§ **SHORT TASK 1**: Revise the listing below by replacing "outline" with "boundary" wherever it occurs, leaving everything else unchanged.

§ **READING PASSAGE**:
-- -- --
# Broadband Connection



## mattjg01 (Jul 3, 2006)

Don't know how many of you are PC gurus but hoping for any assistance possible. I have broadband at home through Freedom 2 Surf. I'm on one of their rate adaptive packages. All has been working well until the weekend when I suddenly lost the ability to access any websites.

I am able to upload information at normal speeds but when I try to view a webpage or download information I do not get any throughput. I have contacted Freedom 2 Surf and they were hopeless, they eventually said they'd contact BT Wholesale who have come back and said the line is fine it must be my equipment. I can't believe it's a problem at my end because I have:


Tried 2 modems (1 wireless, 1 wired)
Reset the modem
Tried 3 different adsl filters
Tried 2 different PCs
If any of you have any ideas what might have happened please shout as its driving me barmy. As I said above it's worked perfectly for a long time and then suddenly nothing. No extra software or hardware has been installed, so I'm at a total lost.

Please help!

Matt


----------



## rhaythorne (Jan 12, 2004)

What happens when you try a tracert to a remote site?


----------



## mattjg01 (Jul 3, 2006)

What's a tracert?


----------



## murph (Aug 14, 2006)

mattjg01 said:


> What's a tracert?


just open a command line window and type tracert (trace route) followed by the address or ip number.


----------



## pugster (Nov 22, 2004)

goto start>run>programs>accessories>command prompt

then type 'ping www.freedom2surf.net' no qoutes and hit enter

you will see a list of the route it takes, what you need to look at is the packets sent/lost etc


----------



## mattjg01 (Jul 3, 2006)

Cheers guys, not at home at the moment but will try this as soon as I can and let you know what it comes up with. I'm guessing it will just time out.

Matt


----------



## rhaythorne (Jan 12, 2004)
-- -- --
§ **SHORT TASK 2**: Reproduce the portion of the broadband connection thread above between "you will see" and "just time out.", inclusive.
-- -- --
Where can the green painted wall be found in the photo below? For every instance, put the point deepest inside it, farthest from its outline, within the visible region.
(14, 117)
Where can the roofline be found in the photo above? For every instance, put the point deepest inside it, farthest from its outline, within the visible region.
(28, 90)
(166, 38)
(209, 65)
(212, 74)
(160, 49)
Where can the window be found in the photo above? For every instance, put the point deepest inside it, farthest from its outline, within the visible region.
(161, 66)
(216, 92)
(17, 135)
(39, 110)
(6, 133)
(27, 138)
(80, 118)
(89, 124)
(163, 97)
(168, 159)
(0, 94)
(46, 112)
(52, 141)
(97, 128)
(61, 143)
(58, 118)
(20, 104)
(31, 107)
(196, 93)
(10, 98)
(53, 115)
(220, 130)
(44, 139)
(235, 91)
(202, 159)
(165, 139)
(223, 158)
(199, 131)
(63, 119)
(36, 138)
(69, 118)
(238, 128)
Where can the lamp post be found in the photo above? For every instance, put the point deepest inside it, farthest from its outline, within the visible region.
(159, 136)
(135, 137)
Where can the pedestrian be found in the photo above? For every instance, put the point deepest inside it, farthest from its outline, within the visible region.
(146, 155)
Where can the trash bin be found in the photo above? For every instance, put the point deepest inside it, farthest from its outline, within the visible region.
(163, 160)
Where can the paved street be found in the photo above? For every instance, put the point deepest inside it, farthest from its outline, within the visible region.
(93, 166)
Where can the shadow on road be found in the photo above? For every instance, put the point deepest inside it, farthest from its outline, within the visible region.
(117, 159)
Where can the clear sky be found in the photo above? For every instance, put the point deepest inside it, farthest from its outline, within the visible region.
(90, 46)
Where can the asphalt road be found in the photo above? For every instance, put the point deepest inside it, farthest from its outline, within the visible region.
-- -- --
§ **EXERCISE OUTPUT 1**:
Where can the green painted wall be found in the photo below? For every instance, put the point deepest inside it, farthest from its boundary, within the visible region.
(14, 117)
Where can the roofline be found in the photo above? For every instance, put the point deepest inside it, farthest from its boundary, within the visible region.
(28, 90)
(166, 38)
(209, 65)
(212, 74)
(160, 49)
Where can the window be found in the photo above? For every instance, put the point deepest inside it, farthest from its boundary, within the visible region.
(161, 66)
(216, 92)
(17, 135)
(39, 110)
(6, 133)
(27, 138)
(80, 118)
(89, 124)
(163, 97)
(168, 159)
(0, 94)
(46, 112)
(52, 141)
(97, 128)
(61, 143)
(58, 118)
(20, 104)
(31, 107)
(196, 93)
(10, 98)
(53, 115)
(220, 130)
(44, 139)
(235, 91)
(202, 159)
(165, 139)
(223, 158)
(199, 131)
(63, 119)
(36, 138)
(69, 118)
(238, 128)
Where can the lamp post be found in the photo above? For every instance, put the point deepest inside it, farthest from its boundary, within the visible region.
(159, 136)
(135, 137)
Where can the pedestrian be found in the photo above? For every instance, put the point deepest inside it, farthest from its boundary, within the visible region.
(146, 155)
Where can the trash bin be found in the photo above? For every instance, put the point deepest inside it, farthest from its boundary, within the visible region.
(163, 160)
Where can the paved street be found in the photo above? For every instance, put the point deepest inside it, farthest from its boundary, within the visible region.
(93, 166)
Where can the shadow on road be found in the photo above? For every instance, put the point deepest inside it, farthest from its boundary, within the visible region.
(117, 159)
Where can the clear sky be found in the photo above? For every instance, put the point deepest inside it, farthest from its boundary, within the visible region.
(90, 46)
Where can the asphalt road be found in the photo above? For every instance, put the point deepest inside it, farthest from its boundary, within the visible region.

§ **EXERCISE OUTPUT 2**:
you will see a list of the route it takes, what you need to look at is the packets sent/lost etc


----------



## mattjg01 (Jul 3, 2006)

Cheers guys, not at home at the moment but will try this as soon as I can and let you know what it comes up with. I'm guessing it will just time out.